- _Page text_:
Review Random Matrix Theory

- toc: true
- badges: true
- comments: true
- categories: [machine learning, QSAR]

I came across with this paper about denoising activity data using random matrix theory (RMT). I never heard about RMT before and it seemed an interesting approach, so I thought I explore the method by trying myself.

Chemicals are often represented in so called chemical fingerprint. The chemical fingerprint is a vector of bit information where each bit represents a presence or an absence of certain chemical groups. We can assume the presence of a set of certain chemical groups is correlated with binding of ligand. Using the RMT framework, we can removes noise in the fingerprints and aim to obtain the set of fingerprints that is significant.

Let's dive in how it works.

- _Data excerpts_:
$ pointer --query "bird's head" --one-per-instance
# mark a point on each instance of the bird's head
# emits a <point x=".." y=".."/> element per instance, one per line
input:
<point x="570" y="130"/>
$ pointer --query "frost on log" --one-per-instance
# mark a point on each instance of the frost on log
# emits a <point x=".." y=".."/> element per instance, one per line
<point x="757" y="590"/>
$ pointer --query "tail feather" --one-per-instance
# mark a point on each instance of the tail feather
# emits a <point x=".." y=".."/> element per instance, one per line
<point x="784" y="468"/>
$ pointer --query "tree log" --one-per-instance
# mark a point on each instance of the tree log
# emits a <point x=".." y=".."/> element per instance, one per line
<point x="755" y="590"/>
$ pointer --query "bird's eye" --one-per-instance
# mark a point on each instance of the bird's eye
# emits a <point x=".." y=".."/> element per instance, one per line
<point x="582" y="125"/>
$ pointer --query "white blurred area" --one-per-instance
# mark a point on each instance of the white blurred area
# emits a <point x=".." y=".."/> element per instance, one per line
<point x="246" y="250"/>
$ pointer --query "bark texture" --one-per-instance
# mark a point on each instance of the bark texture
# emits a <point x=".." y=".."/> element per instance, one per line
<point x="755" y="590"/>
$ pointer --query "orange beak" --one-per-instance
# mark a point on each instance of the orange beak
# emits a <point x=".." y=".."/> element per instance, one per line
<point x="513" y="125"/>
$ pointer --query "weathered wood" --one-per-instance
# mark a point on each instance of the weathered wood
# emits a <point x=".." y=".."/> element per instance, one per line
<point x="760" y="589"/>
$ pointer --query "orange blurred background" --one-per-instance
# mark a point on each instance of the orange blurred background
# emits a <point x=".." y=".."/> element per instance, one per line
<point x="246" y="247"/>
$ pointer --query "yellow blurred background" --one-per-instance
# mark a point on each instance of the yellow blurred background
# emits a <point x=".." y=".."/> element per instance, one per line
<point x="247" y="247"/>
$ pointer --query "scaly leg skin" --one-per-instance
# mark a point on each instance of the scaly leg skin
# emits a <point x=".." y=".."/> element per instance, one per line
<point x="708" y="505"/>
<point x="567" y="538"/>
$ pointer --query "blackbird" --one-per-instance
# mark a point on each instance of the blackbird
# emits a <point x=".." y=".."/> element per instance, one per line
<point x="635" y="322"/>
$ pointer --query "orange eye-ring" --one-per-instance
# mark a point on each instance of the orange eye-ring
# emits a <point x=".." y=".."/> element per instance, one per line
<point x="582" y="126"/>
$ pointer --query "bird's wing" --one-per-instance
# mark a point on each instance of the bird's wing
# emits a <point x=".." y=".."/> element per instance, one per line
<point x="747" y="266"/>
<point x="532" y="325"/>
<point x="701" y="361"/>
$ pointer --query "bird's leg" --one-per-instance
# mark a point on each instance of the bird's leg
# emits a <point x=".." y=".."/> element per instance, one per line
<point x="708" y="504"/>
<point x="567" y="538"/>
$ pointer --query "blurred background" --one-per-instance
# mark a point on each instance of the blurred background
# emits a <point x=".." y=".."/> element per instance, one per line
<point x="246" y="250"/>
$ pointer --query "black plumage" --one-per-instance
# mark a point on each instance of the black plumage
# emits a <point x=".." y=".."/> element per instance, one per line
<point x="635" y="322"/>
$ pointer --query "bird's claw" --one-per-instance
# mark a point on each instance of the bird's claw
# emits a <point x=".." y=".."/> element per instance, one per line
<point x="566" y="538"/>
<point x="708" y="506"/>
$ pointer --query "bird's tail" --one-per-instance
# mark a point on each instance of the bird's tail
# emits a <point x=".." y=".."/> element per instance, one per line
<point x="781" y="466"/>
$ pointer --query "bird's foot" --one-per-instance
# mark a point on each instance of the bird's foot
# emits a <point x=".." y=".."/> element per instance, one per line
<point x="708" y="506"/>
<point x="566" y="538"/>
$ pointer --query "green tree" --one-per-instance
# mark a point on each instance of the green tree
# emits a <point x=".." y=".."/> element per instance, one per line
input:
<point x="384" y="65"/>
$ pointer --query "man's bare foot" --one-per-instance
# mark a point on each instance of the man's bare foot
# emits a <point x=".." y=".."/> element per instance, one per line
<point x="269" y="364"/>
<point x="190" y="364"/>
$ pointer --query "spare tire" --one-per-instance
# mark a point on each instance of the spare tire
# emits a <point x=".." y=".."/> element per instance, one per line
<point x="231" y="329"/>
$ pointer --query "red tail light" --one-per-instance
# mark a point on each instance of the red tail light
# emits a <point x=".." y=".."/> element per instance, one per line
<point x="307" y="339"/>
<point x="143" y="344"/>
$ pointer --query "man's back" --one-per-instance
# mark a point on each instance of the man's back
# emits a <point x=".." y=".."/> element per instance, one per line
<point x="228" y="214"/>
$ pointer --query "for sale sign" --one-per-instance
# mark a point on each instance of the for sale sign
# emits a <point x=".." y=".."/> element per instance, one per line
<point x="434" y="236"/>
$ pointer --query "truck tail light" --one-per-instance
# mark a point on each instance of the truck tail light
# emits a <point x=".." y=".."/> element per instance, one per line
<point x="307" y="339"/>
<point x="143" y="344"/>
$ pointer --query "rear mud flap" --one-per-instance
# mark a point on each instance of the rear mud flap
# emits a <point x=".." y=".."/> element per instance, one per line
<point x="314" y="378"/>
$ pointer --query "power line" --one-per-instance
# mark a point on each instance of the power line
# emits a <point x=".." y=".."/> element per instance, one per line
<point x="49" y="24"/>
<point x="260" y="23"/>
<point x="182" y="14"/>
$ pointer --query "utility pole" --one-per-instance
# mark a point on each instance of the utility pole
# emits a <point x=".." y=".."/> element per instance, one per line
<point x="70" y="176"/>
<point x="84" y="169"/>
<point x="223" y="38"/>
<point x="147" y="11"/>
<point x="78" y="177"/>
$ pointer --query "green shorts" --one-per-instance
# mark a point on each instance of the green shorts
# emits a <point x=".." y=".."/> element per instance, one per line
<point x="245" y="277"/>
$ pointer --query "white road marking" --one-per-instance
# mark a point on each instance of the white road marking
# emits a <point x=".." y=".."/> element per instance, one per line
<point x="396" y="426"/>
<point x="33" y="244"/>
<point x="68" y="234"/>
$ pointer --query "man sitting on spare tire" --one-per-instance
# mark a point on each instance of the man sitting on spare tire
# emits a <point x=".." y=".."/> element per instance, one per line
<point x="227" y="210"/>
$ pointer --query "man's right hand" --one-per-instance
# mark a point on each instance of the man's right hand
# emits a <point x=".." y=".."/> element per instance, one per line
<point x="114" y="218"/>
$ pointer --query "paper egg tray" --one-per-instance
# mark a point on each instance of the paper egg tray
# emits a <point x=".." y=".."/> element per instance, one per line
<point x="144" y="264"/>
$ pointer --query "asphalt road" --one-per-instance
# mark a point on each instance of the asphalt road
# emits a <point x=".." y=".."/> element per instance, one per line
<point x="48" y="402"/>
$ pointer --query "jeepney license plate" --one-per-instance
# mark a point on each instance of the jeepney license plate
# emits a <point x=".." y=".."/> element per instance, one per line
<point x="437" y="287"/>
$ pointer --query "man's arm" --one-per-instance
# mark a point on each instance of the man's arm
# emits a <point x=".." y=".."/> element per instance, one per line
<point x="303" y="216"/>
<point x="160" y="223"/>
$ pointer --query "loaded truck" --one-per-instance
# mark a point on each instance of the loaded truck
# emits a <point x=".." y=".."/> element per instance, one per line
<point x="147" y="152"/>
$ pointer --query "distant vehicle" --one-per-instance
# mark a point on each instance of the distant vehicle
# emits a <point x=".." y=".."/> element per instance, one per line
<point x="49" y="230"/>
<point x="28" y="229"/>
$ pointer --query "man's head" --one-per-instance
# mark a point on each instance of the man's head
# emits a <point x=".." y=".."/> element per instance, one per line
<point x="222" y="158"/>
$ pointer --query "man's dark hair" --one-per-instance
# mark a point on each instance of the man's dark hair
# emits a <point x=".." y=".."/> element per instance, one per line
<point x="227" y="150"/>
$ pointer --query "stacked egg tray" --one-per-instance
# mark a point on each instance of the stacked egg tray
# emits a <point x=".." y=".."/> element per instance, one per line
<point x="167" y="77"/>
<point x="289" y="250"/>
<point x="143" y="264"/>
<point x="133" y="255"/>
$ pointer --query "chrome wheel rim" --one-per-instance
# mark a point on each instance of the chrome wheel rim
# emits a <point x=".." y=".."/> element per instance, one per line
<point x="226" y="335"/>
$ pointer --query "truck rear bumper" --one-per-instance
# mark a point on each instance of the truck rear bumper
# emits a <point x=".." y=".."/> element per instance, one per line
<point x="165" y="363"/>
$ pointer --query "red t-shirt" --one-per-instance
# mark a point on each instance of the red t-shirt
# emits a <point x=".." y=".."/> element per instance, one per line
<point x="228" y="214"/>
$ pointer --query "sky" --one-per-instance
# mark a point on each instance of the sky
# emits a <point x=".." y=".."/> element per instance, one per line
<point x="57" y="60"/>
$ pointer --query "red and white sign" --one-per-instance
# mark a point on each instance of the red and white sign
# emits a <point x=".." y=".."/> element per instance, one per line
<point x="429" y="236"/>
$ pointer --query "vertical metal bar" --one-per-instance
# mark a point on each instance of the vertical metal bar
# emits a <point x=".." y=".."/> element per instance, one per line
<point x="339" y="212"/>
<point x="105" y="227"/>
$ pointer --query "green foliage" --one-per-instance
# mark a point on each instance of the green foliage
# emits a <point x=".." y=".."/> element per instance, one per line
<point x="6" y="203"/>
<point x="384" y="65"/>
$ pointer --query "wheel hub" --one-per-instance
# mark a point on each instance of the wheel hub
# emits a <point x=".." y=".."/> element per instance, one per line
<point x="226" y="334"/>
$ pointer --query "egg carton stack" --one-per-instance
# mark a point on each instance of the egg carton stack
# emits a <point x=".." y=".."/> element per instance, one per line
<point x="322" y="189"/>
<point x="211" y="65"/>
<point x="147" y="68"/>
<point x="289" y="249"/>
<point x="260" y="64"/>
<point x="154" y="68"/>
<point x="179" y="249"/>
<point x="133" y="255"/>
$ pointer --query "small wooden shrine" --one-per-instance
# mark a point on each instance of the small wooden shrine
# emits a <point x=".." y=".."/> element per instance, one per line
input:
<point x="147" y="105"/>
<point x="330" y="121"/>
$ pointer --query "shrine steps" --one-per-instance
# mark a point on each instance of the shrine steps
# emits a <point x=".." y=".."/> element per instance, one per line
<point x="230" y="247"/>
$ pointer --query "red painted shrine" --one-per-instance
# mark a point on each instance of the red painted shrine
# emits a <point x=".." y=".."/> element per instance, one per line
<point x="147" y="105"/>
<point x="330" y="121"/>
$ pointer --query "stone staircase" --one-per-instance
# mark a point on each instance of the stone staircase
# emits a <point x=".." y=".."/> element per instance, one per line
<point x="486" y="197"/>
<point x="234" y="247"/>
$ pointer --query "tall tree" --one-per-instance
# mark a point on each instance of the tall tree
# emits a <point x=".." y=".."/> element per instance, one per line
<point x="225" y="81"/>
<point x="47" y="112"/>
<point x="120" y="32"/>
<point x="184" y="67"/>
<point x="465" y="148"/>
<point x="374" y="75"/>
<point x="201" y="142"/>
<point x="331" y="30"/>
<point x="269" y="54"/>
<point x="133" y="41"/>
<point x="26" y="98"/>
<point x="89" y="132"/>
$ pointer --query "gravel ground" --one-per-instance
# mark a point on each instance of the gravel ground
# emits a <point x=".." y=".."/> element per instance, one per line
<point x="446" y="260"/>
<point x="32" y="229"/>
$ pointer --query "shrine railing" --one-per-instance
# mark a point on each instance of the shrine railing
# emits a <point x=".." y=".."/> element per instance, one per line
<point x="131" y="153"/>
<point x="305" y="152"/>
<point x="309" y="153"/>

- _The problem_: Continue the post on random matrix theory above, picking up right after "Let's dive in how it works."

- _Response to the task_:
The RMT approaches this by computing correlation matrix and taking eigenvalue vectors of each column. By taking the eigenvalues from the correlation matrix, **the components having insignificant correlation will have small eigenvalues whereas the components having significant correlation will have large eigenvalues.**

Let's suppose there are $N$ fingerprint vector ($\mathbf{f}$) with size $p$. They are arranged in a matrix, $A = [\mathbf{f}_1, \mathbf{f}_2, \cdots, \mathbf{f}_N] \in \mathbb{R}^{N \times p}$. The matrix is normalized by subtract column mean and divide the colunms with standard deviation. The correlation matrix of $N \times N$ is constructed as $C = A^T A / N$.

If the entries in the matrix $A$ is i.i.d, then the eigenvalues of $A$ follows the Marcenko–Pastur (MP) distribution.

$$\rho(\lambda) = \frac{\sqrt{(\lambda_+ - \lambda) ( \lambda - \lambda_-)}}{2 \pi \gamma \lambda}$$where $\lambda_{\pm} = \left({1 \pm \sqrt\gamma}\right)^2$ and $\lambda = p / N$. Let's numerically validate this.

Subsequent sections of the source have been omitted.